§ **Work instructions**:
A: Please write out the part of the 2024 Sun Belt baseball tournament article between "The 2024 Sun" and "for two years.", inclusive.
B: According to the 2024 Sun Belt baseball tournament article, who was named the tournament's MVP?

§ **Passage provided**:
-- Start --
2024 Sun Belt Conference baseball tournament
- Teams: 10
- Format: Double-elimination
- Finals site: Riverwalk Stadium; Montgomery, Alabama;
- Champions: Southern Miss (2nd title)
- Winning coach: Christian Ostrander (1st title)
- MVP: Colby Allen (Southern Miss)
- Television: ESPN+

= 2024 Sun Belt Conference baseball tournament =

The 2024 Sun Belt Conference baseball tournament was held at Riverwalk Stadium in Montgomery, Alabama from May 21 to May 26. The tournament used a double-elimination format as in past years. The winner of the tournament, , earned the Sun Belt Conference's automatic bid to the 2024 NCAA Division I baseball tournament. This was the second straight tournament title for Southern Miss, a team who has only been in the conference for two years.
-- End --
§ **Information shown**:
-- Start --
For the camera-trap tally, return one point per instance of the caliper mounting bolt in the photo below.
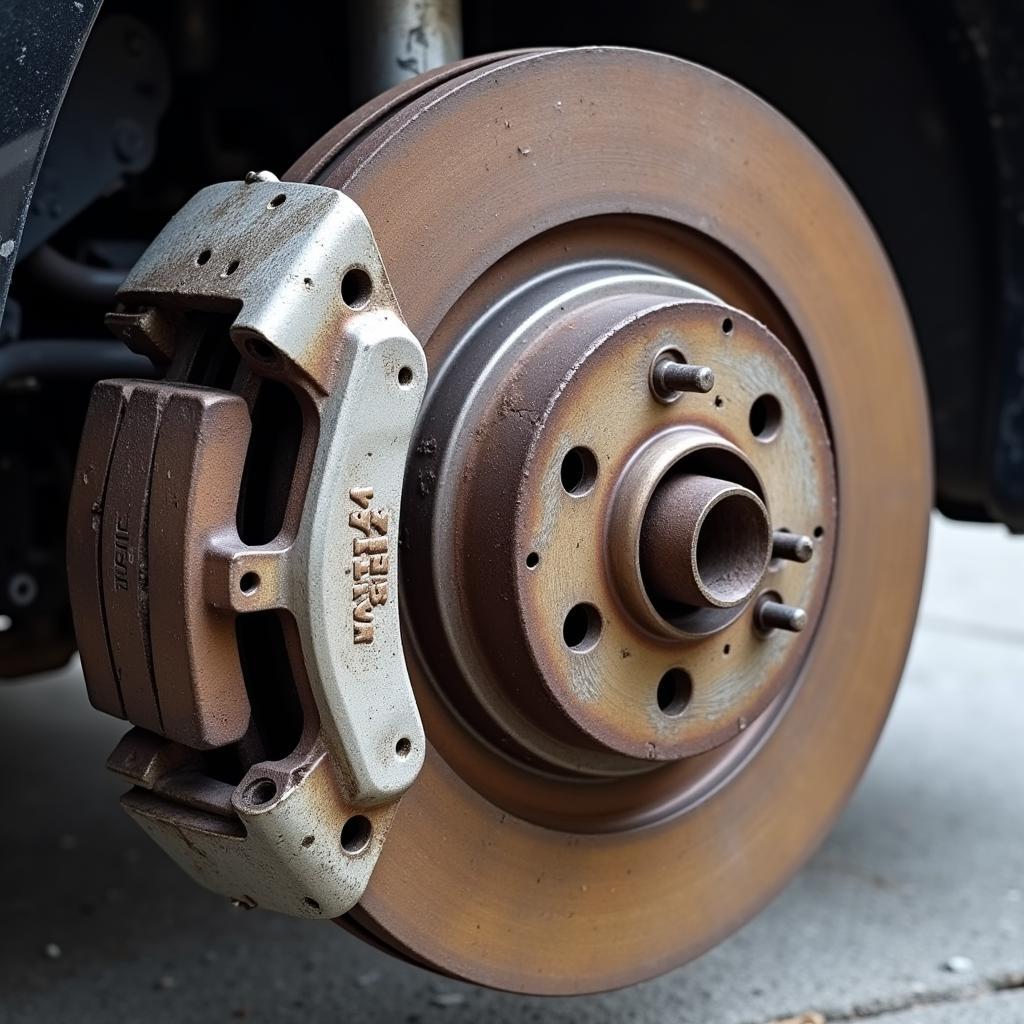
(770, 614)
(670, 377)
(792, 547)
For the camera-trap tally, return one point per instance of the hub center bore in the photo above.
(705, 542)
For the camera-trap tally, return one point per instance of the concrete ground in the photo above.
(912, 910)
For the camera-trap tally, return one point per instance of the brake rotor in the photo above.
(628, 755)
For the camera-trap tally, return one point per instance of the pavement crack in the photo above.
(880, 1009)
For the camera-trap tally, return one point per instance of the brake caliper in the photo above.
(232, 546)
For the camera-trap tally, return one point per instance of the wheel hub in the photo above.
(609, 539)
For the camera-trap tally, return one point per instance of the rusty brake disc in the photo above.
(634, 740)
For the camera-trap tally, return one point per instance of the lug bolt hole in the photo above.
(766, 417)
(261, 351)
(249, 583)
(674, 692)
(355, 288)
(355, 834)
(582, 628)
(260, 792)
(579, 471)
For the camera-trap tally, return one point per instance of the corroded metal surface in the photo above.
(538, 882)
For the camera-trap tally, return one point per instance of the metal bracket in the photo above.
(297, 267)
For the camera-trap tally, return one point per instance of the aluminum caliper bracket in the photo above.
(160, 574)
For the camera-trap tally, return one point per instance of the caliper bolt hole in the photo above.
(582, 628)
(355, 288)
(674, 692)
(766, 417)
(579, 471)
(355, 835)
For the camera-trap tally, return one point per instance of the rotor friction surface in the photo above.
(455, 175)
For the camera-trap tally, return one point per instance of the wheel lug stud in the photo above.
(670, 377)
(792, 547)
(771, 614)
-- End --
§ **Answers given**:
A:
The 2024 Sun Belt Conference baseball tournament was held at Riverwalk Stadium in Montgomery, Alabama from May 21 to May 26. The tournament used a double-elimination format as in past years. The winner of the tournament, , earned the Sun Belt Conference's automatic bid to the 2024 NCAA Division I baseball tournament. This was the second straight tournament title for Southern Miss, a team who has only been in the conference for two years.

B: Colby Allen of Southern Miss.